Supplied passage:
1. You have hundreds of code reviewers, many of whom will have their own motivations

2. The code base is hundreds of years old, poorly maintained and often contradictory in its goals.

3. You have hundreds of millions users.



4. the machine that executes the code is ill-defined and will change far before the code you write is retired.


An program written in an ill-defined language being run by a malicious interpreter with an agenda would be a really interesting project in seeing how far you could twist the meaning of the original program.


I mean, snarky people might refer to 'optimizing compilers' using 'undefined behavior' in C.

There are some known issues of compilers eliding the zero-ing out of secret data. There is no portable way of enforcing this.


> run by a malicious interpreter

good grief... I live in this world!


IMO legislators should spend most of their time (at least until a reasonable "break even" is achieved") striking old, erroneous, irrelevant laws.


These laws don't cost very much because they get deprecated through less formal mechanisms (they are reinterpreted, or the bodies responsible for enforcing or adjudicating them decline to do so), which makes this a very inefficient use of a legislature's time.


Better yet, attach a sunset clause to every law, proportional to the number of votes it gets (and maybe unanimously passed = no sunset). Now they'll have to spend some of their time renewing old laws, and if anything is too toxic for the majority to vote for, it goes away.


That would get rid of obsolete laws, but I'm not sure people would enjoy all the side-effects such a law would have, at least in the United States.

For example, many more opportunities to cause government shutdowns, and many more must-pass bills that can be loaded with pork.


It would be an interesting test of what is actually "must pass", though.

I also think it would encourage less partisan and more consensus-built legislation if the number of votes it passes with extends the amount of time before it sunsets, esp. if the relationship is not linear. Right now, if you have 50%+1 vote in the House, and 60 in the Senate, you don't have to care about the rest, so you can make legislation as extreme as you can while remaining within those boundaries. But if the difference in getting extra votes is a renewal vote in 25 years (with, say, 3/4 supermajority passing) versus just 5 years (50%+1), those extra votes may well be worth fighting for with some concessions.


> loaded with sunset port.

ftfy. and I'd add that being from the US, I'd expect that sunset clauses on all laws would have the effect of giving the legislators something to do other than raise money for reelection.

About this exercise: Decide whether each statement agrees with the discussion of laws as code, answering yes or no and quoting the deciding words: (a) It says there is a portable way to enforce the zeroing out of secret data. (b) It proposes a sunset clause on every law, proportional to the number of votes the law gets. (c) Its example pairs a 3/4 supermajority passage with a renewal vote in 25 years. The entries aren't needed for the task.

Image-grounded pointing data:
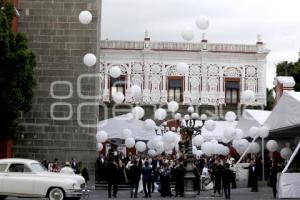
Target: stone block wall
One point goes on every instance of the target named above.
(61, 121)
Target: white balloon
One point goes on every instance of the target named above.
(272, 145)
(169, 152)
(229, 133)
(202, 22)
(168, 146)
(225, 140)
(235, 143)
(136, 91)
(242, 145)
(248, 96)
(207, 148)
(160, 114)
(99, 147)
(126, 133)
(129, 142)
(239, 134)
(187, 33)
(198, 140)
(214, 141)
(285, 153)
(169, 137)
(182, 68)
(253, 131)
(191, 109)
(194, 149)
(226, 151)
(210, 125)
(151, 152)
(255, 148)
(130, 117)
(159, 147)
(118, 97)
(101, 136)
(230, 116)
(173, 106)
(89, 59)
(150, 145)
(263, 132)
(177, 116)
(140, 146)
(198, 153)
(85, 17)
(138, 112)
(115, 72)
(215, 148)
(149, 124)
(156, 140)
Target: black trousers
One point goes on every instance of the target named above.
(274, 190)
(179, 188)
(226, 187)
(134, 185)
(147, 188)
(254, 186)
(115, 190)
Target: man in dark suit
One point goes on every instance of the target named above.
(147, 173)
(226, 178)
(253, 176)
(112, 177)
(273, 177)
(134, 177)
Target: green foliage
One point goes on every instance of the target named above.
(286, 68)
(17, 80)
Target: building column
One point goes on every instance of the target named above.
(106, 81)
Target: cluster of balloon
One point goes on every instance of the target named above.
(85, 17)
(101, 137)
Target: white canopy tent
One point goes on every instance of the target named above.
(252, 118)
(115, 126)
(217, 133)
(286, 112)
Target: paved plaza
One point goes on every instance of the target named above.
(237, 194)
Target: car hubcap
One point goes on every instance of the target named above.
(56, 195)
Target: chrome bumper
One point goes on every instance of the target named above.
(83, 193)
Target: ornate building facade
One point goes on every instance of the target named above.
(218, 73)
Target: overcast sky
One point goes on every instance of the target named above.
(231, 21)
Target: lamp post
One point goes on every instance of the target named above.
(189, 129)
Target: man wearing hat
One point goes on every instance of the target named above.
(67, 169)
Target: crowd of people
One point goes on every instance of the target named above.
(69, 167)
(148, 174)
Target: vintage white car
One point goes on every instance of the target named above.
(29, 178)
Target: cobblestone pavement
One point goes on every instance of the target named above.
(236, 194)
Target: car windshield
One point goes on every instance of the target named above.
(37, 167)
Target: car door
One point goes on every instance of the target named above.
(18, 180)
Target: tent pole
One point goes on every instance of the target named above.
(263, 157)
(245, 152)
(291, 158)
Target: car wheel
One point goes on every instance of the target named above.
(2, 197)
(56, 194)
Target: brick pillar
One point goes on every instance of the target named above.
(61, 121)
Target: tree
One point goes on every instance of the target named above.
(17, 80)
(286, 68)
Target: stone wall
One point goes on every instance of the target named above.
(59, 42)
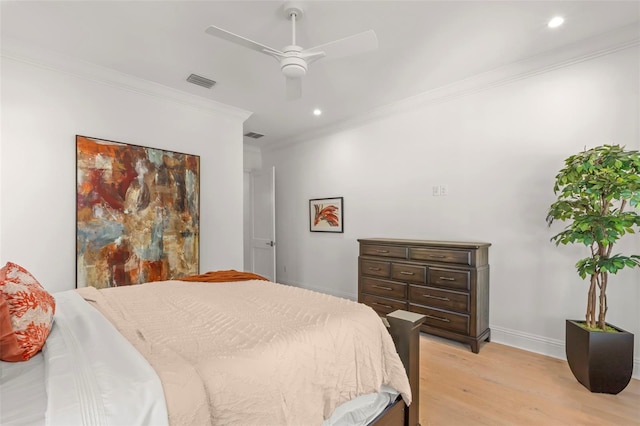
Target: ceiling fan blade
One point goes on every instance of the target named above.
(234, 38)
(352, 45)
(294, 88)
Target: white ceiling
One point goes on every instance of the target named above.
(422, 45)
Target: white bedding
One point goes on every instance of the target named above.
(88, 373)
(23, 399)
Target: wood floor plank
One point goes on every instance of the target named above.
(503, 385)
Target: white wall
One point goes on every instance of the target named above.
(44, 107)
(498, 150)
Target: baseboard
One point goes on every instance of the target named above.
(541, 345)
(517, 339)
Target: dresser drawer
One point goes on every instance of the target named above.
(383, 288)
(382, 305)
(462, 257)
(385, 251)
(458, 323)
(413, 273)
(437, 298)
(375, 268)
(449, 278)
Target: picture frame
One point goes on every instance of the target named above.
(137, 213)
(326, 214)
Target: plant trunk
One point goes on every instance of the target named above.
(603, 300)
(591, 303)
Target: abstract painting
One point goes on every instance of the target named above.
(137, 213)
(325, 214)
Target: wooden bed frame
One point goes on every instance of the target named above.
(404, 328)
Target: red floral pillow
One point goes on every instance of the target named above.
(26, 314)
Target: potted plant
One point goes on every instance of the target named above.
(598, 194)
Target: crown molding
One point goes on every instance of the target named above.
(53, 61)
(585, 50)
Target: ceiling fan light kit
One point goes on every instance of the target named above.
(294, 60)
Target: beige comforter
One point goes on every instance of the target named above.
(253, 352)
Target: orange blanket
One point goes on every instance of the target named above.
(223, 276)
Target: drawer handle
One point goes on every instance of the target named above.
(382, 287)
(446, 299)
(438, 318)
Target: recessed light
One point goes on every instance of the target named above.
(555, 22)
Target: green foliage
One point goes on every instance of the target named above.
(598, 194)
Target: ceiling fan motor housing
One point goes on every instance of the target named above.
(292, 65)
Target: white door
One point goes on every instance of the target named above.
(263, 223)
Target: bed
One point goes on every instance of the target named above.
(208, 350)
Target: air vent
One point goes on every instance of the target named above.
(201, 81)
(253, 135)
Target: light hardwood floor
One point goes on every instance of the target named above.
(506, 386)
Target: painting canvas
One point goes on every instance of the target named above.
(326, 214)
(137, 213)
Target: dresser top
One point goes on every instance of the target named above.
(424, 243)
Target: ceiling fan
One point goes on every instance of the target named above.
(294, 60)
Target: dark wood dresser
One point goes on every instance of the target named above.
(446, 281)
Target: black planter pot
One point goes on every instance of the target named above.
(602, 362)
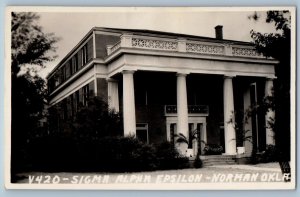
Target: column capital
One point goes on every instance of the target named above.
(270, 78)
(128, 71)
(229, 76)
(111, 80)
(183, 74)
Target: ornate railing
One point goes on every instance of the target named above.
(241, 51)
(183, 45)
(115, 47)
(192, 109)
(154, 44)
(205, 48)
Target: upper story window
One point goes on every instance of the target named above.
(74, 64)
(84, 55)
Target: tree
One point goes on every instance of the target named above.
(30, 48)
(278, 46)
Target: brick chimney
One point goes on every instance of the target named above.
(219, 32)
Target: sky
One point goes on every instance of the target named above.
(71, 26)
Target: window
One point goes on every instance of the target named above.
(75, 63)
(85, 95)
(142, 132)
(191, 132)
(84, 55)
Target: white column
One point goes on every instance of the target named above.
(182, 108)
(270, 114)
(203, 137)
(113, 94)
(248, 125)
(128, 104)
(168, 132)
(229, 131)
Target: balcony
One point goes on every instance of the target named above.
(203, 110)
(183, 45)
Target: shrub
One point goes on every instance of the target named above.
(108, 154)
(213, 149)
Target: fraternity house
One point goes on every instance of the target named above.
(165, 83)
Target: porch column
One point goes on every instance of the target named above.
(128, 104)
(203, 137)
(113, 94)
(182, 108)
(247, 124)
(229, 131)
(270, 115)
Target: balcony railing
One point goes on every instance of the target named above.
(184, 46)
(192, 109)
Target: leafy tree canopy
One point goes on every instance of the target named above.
(278, 46)
(30, 47)
(29, 44)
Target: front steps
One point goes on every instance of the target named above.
(211, 160)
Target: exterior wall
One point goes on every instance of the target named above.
(84, 79)
(71, 65)
(87, 68)
(102, 41)
(152, 92)
(65, 111)
(200, 93)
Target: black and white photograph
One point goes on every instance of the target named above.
(150, 98)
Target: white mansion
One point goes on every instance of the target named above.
(167, 83)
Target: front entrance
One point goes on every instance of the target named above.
(197, 133)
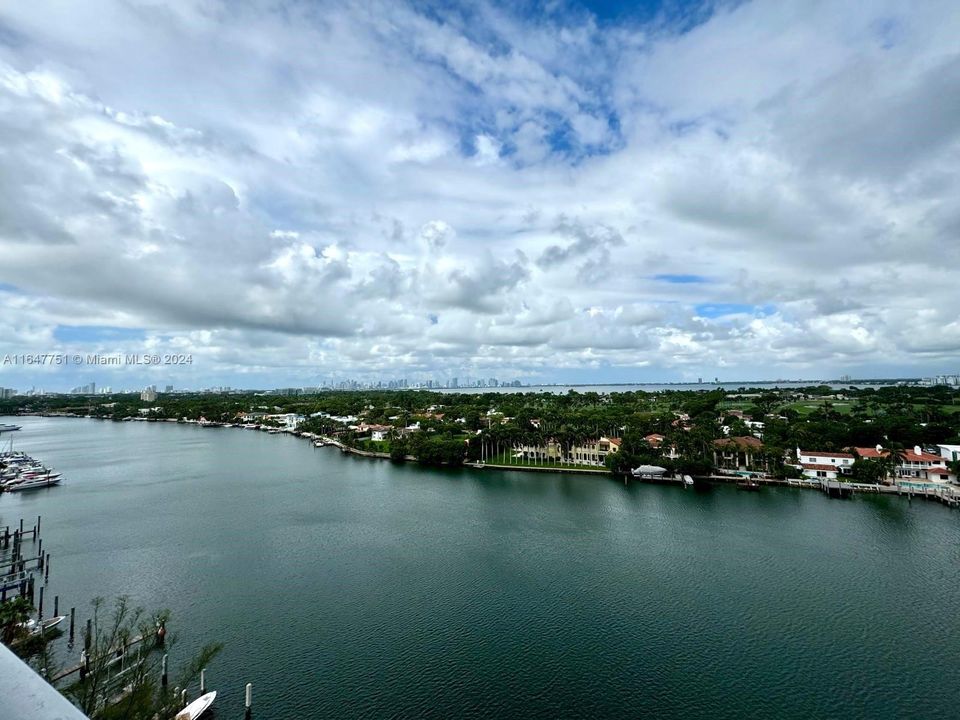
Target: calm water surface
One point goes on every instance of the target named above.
(345, 587)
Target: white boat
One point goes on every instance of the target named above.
(651, 471)
(35, 627)
(197, 707)
(44, 481)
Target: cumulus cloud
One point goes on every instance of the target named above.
(370, 189)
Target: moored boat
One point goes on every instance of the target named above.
(197, 707)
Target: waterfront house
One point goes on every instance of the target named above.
(738, 453)
(821, 465)
(915, 465)
(655, 441)
(950, 453)
(590, 452)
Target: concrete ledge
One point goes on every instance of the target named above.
(24, 695)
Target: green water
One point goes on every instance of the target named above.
(345, 587)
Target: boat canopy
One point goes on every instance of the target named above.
(649, 470)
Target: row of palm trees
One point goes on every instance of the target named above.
(539, 446)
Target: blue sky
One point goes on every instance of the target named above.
(548, 191)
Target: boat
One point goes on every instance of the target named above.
(197, 707)
(31, 484)
(649, 471)
(36, 627)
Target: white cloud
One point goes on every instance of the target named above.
(367, 189)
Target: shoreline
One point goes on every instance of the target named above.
(844, 489)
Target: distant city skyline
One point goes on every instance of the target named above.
(294, 193)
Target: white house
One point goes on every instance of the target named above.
(950, 453)
(821, 465)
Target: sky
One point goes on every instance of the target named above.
(298, 192)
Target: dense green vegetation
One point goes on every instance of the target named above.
(454, 427)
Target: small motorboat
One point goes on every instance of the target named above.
(197, 707)
(648, 471)
(35, 627)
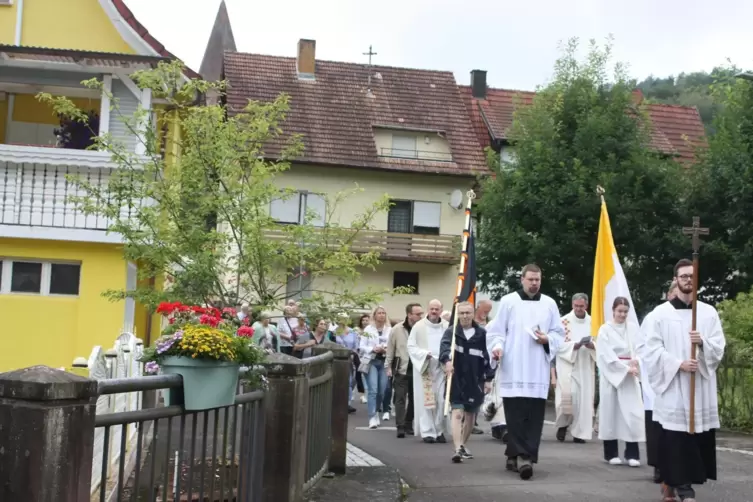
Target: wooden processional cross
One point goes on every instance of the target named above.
(696, 231)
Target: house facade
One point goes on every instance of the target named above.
(56, 262)
(396, 131)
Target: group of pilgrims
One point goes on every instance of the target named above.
(630, 383)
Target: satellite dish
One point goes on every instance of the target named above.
(456, 199)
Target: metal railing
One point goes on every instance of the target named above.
(33, 194)
(397, 246)
(319, 443)
(399, 153)
(179, 455)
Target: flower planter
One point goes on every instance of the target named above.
(206, 384)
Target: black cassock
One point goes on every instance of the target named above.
(525, 422)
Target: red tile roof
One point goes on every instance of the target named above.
(134, 23)
(336, 118)
(677, 130)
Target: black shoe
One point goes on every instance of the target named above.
(561, 434)
(525, 469)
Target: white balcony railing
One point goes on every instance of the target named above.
(35, 189)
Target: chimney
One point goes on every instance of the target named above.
(637, 97)
(478, 84)
(306, 60)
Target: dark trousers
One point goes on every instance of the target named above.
(525, 422)
(403, 387)
(386, 404)
(611, 450)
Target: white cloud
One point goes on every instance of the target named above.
(516, 42)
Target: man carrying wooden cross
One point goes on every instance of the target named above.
(684, 346)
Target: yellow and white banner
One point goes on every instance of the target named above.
(609, 279)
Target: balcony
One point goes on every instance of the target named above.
(403, 247)
(397, 153)
(35, 192)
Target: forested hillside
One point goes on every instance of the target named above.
(689, 89)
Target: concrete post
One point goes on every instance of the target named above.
(46, 435)
(341, 369)
(286, 425)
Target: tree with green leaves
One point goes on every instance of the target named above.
(581, 131)
(722, 193)
(200, 217)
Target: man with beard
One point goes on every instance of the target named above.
(685, 457)
(524, 337)
(400, 369)
(428, 375)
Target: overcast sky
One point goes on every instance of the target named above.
(516, 42)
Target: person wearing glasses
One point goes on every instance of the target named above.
(685, 457)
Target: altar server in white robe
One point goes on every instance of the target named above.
(524, 337)
(684, 459)
(428, 374)
(574, 393)
(621, 416)
(652, 428)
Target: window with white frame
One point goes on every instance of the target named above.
(404, 145)
(294, 209)
(414, 217)
(36, 277)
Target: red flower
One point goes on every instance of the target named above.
(209, 320)
(245, 331)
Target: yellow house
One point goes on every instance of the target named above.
(397, 131)
(54, 261)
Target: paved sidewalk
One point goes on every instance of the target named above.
(567, 472)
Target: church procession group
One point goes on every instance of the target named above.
(653, 382)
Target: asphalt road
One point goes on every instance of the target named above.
(565, 472)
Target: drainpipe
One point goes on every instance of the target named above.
(19, 21)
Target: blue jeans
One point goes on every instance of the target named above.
(377, 385)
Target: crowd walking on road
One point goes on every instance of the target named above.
(622, 382)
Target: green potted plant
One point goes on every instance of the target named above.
(206, 347)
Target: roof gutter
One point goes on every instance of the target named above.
(19, 21)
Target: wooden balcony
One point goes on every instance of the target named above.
(404, 247)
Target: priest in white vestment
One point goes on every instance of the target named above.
(652, 428)
(576, 357)
(523, 338)
(428, 375)
(621, 416)
(685, 459)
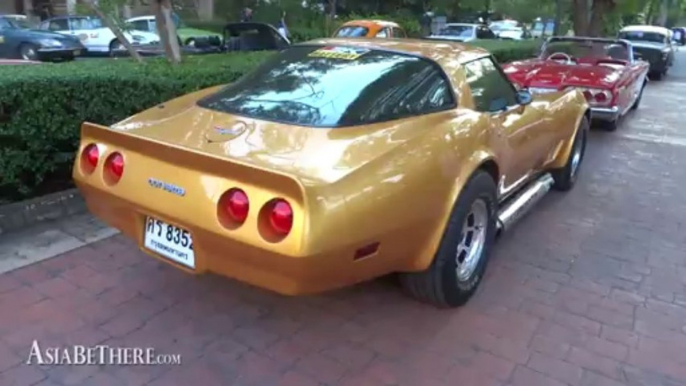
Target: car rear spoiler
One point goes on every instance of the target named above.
(197, 160)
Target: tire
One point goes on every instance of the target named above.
(566, 177)
(612, 125)
(28, 51)
(638, 100)
(115, 45)
(441, 284)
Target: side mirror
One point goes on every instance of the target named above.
(524, 97)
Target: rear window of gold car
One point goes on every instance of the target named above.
(336, 86)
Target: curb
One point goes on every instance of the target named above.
(54, 206)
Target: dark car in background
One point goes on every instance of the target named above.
(652, 44)
(17, 42)
(679, 35)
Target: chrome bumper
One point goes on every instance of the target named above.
(609, 114)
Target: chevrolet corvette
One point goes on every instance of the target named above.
(607, 71)
(335, 162)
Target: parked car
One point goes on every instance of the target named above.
(607, 72)
(21, 20)
(187, 35)
(252, 36)
(370, 29)
(679, 36)
(335, 162)
(542, 28)
(497, 25)
(653, 44)
(463, 32)
(245, 37)
(93, 35)
(21, 43)
(514, 33)
(14, 62)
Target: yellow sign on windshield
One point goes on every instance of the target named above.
(345, 53)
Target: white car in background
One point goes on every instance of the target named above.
(93, 35)
(464, 32)
(514, 33)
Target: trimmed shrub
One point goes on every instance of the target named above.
(42, 106)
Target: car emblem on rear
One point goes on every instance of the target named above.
(222, 134)
(231, 131)
(171, 188)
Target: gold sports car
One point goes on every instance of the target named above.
(338, 161)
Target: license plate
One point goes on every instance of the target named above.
(169, 241)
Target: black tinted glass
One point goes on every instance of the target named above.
(336, 86)
(491, 90)
(352, 32)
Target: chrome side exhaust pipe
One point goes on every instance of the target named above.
(515, 208)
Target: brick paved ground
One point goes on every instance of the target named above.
(588, 290)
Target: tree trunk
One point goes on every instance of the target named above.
(600, 9)
(167, 31)
(580, 17)
(662, 16)
(558, 17)
(115, 29)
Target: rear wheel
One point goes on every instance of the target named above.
(565, 178)
(638, 99)
(460, 262)
(116, 46)
(28, 51)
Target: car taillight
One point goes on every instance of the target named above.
(236, 205)
(115, 166)
(281, 217)
(596, 96)
(91, 154)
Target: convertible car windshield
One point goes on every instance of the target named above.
(7, 23)
(588, 49)
(643, 36)
(463, 31)
(336, 86)
(352, 32)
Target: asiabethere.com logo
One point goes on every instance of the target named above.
(99, 355)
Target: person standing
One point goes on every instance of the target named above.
(283, 29)
(246, 15)
(427, 19)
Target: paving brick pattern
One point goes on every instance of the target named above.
(588, 290)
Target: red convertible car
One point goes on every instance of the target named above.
(606, 70)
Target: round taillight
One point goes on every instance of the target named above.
(92, 154)
(281, 217)
(237, 205)
(115, 166)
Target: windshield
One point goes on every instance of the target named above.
(643, 36)
(7, 23)
(503, 25)
(464, 31)
(538, 26)
(588, 49)
(335, 86)
(85, 23)
(351, 32)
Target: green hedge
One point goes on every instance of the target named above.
(42, 106)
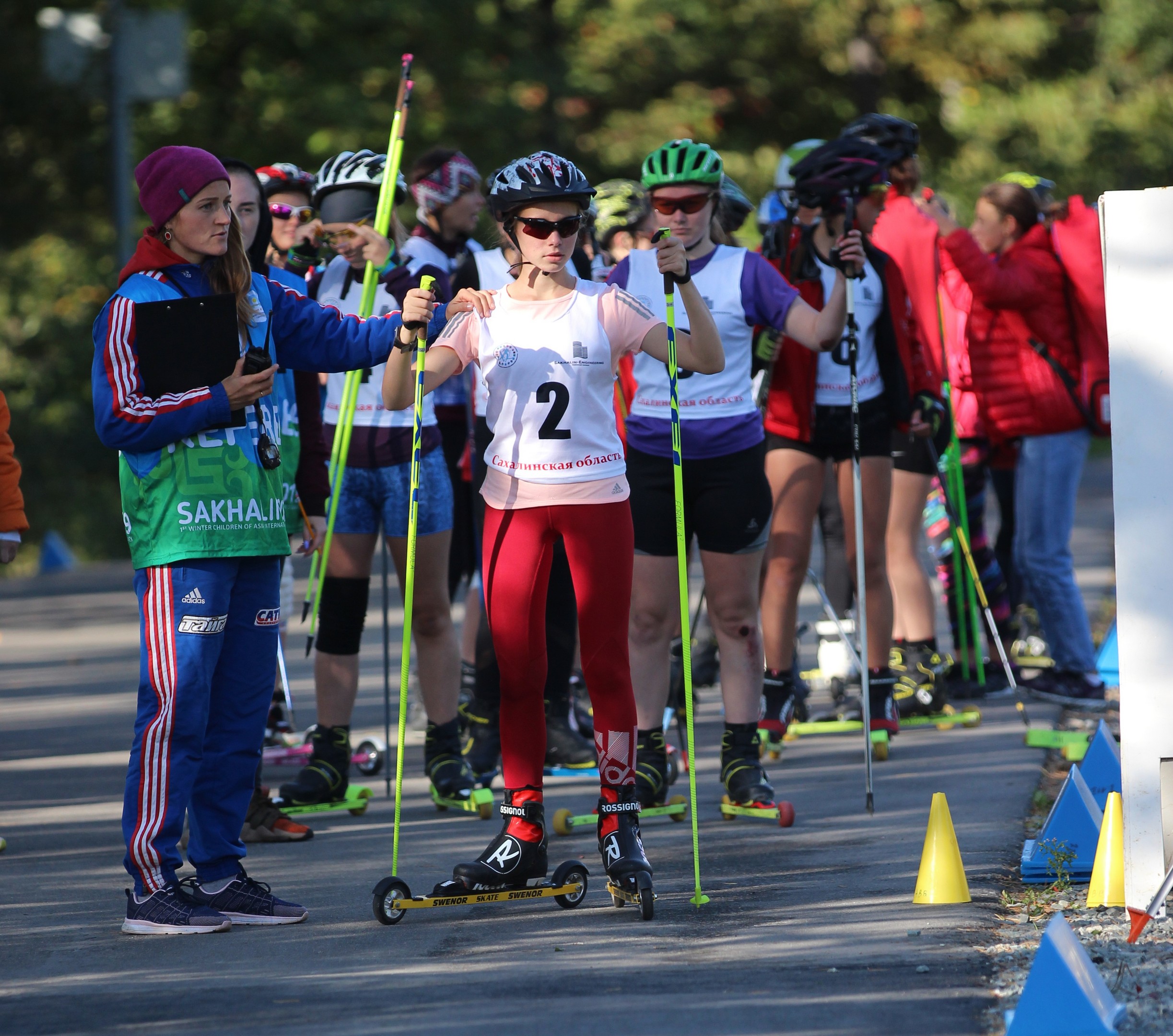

Your solution:
(a) No: "There is no portable way of enforcing this."
(b) Yes: "attach a sunset clause to every law, proportional to the number of votes it gets"
(c) Yes: "a renewal vote in 25 years (with, say, 3/4 supermajority passing)"